Reproduce each of the following items verbatim and in order, leaving nothing out and changing nothing.
## begin
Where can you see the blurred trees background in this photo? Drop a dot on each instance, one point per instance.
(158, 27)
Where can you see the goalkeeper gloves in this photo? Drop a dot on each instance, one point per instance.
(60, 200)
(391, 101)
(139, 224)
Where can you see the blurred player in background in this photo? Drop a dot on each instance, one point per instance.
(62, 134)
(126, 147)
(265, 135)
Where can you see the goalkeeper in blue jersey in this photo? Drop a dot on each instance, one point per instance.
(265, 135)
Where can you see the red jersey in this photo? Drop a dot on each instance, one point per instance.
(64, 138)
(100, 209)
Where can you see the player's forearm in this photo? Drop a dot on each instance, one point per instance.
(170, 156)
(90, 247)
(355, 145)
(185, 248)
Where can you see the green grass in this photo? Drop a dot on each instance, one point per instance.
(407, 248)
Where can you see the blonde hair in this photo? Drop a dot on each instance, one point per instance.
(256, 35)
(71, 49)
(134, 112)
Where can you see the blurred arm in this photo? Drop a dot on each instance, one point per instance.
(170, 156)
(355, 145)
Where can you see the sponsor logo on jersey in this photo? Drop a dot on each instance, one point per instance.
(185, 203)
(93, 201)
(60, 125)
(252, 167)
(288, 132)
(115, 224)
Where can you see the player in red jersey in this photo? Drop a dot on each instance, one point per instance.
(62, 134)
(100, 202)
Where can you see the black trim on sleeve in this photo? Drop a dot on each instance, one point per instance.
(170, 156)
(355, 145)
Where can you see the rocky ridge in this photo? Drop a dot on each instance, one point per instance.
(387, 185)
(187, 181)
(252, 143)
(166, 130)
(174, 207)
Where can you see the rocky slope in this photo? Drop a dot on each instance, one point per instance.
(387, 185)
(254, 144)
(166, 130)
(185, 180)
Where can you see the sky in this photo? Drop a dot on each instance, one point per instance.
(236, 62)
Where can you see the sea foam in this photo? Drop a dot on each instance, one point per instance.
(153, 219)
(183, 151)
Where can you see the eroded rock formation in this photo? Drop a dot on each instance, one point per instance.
## end
THE RESPONSE:
Where can you see the blurred trees background in this photo? Drop a dot on each instance, one point per instance.
(158, 27)
Where can you see the goalkeeper gloves in this photo? Drop a dot on each instance, one point per instance.
(60, 200)
(391, 101)
(139, 224)
Where can you see the blurred player in background in this photo? Drop a dot on each instance, one point per instance.
(62, 134)
(126, 147)
(265, 135)
Where can you see the goalkeeper in blue jersey in this photo? Drop a dot on each instance, one point per instance.
(265, 135)
Where can you see the red jersey in this photo? Drop a dot on each instance, one point per instance.
(64, 138)
(100, 209)
Where can you see the player's forearm in this photo? Drop a dot on each instance, one point per instance.
(170, 156)
(90, 247)
(355, 145)
(185, 248)
Where can you see the green grass in this photo? Drop a dot on each instance, one point per instance.
(407, 248)
Where can you see the blonde hair in this photo? Drop a dot on each instance, one point per instance.
(256, 35)
(71, 49)
(134, 112)
Where can you see the blurred arm in this photo? Drop a dot on each instance, one point per instance.
(170, 156)
(355, 145)
Where can you see the sponsor logo on jersey in this photo? Drop a dot on each instance, one point per instance.
(185, 203)
(93, 201)
(60, 125)
(252, 167)
(288, 132)
(115, 224)
Where can you see the player in red jersey in this photo? Drop a dot on each instance, one point per instance.
(62, 134)
(100, 202)
Where can you see the black trim on sleeve in this photo? Drop a dot on each instance, one point per instance.
(170, 156)
(355, 145)
Where can you see the rocky ridge in this photo? Drop a dot on each instance, one point per instance.
(387, 185)
(187, 181)
(252, 143)
(166, 130)
(174, 207)
Where can you see the rocky slope in this photo? Drop a dot on each instance, one point per instance.
(387, 185)
(254, 144)
(166, 130)
(185, 180)
Where can you see the sky in this photo? Drop a dot on each instance, one point per instance.
(236, 62)
Where can you see the sea foam in this photo? Drop a dot on each instance, one point per instance.
(153, 219)
(183, 151)
Where can you see the eroded rock formation in this photo? Drop a dot on each instance, one point per instance.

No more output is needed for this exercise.